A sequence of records
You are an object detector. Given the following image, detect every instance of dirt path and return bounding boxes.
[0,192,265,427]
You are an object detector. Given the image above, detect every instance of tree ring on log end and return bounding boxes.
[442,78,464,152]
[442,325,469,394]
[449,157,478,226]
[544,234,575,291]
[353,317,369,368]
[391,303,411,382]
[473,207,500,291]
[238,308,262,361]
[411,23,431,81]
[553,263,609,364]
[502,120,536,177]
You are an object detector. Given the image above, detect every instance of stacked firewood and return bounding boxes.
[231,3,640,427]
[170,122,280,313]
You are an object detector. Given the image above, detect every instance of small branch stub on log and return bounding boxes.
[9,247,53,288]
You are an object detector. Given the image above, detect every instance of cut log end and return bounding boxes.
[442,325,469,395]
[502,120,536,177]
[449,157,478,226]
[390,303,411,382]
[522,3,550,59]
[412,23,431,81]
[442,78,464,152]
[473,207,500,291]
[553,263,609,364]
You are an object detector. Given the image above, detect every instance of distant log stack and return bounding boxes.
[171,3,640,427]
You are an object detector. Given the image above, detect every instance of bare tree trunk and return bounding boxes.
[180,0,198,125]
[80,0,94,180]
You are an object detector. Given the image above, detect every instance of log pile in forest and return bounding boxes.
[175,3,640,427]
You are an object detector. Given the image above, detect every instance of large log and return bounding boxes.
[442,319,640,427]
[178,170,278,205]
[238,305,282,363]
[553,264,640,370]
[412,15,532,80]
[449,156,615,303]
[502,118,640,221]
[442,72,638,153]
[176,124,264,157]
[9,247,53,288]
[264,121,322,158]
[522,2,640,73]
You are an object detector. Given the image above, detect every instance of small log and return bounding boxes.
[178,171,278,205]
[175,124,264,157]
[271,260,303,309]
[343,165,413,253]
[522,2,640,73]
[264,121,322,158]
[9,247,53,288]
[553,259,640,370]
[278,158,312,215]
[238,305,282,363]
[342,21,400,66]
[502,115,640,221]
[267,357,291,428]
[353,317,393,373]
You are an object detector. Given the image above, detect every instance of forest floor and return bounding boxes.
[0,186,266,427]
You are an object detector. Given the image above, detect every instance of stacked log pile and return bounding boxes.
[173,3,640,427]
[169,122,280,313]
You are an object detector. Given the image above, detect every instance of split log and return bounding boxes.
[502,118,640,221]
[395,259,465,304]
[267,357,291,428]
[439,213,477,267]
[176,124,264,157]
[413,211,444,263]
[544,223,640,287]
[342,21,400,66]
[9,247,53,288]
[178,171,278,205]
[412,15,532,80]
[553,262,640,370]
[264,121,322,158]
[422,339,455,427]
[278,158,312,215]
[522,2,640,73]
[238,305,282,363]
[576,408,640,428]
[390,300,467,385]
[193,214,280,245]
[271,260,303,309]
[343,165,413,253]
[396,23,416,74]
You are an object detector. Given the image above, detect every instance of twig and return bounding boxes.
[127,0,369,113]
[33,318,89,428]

» What you are asked to do: Arrange as a numbered list, with blank lines omitted, every line from the one containing "on log end and return bounding boxes." through the one containing "[80,0,94,180]", both of those lines included.

» Right answer:
1. You are an object detector. Given the image above, detect every instance of tree ring on log end and return bounding boxes.
2. [442,78,464,152]
3. [442,325,469,394]
4. [449,157,478,226]
5. [544,234,575,291]
6. [353,317,369,368]
7. [391,303,411,382]
8. [473,207,500,291]
9. [238,308,262,361]
10. [411,23,431,81]
11. [553,263,609,364]
12. [502,120,536,177]
13. You are an object detector. Given the image above, detect every instance of stacked firewood and return bounding boxes.
14. [231,3,640,427]
15. [170,122,280,313]
16. You are an object detector. Given the image above, detect every instance of small branch stub on log and return bounding boxes.
17. [9,247,53,288]
18. You are an object detector. Given the image above, detect every instance of cut log end and return bounding boxes.
19. [442,325,469,395]
20. [502,120,536,177]
21. [449,157,478,226]
22. [390,303,411,382]
23. [522,3,550,59]
24. [412,23,431,81]
25. [442,78,464,152]
26. [473,207,500,291]
27. [553,263,609,364]
28. You are an object detector. Given the image above, detect every instance of distant log stack and return bounding boxes.
29. [171,3,640,427]
30. You are an object detector. Given the image above, detect every instance of bare tree trunk and return bounding boxes.
31. [180,0,198,125]
32. [80,0,94,180]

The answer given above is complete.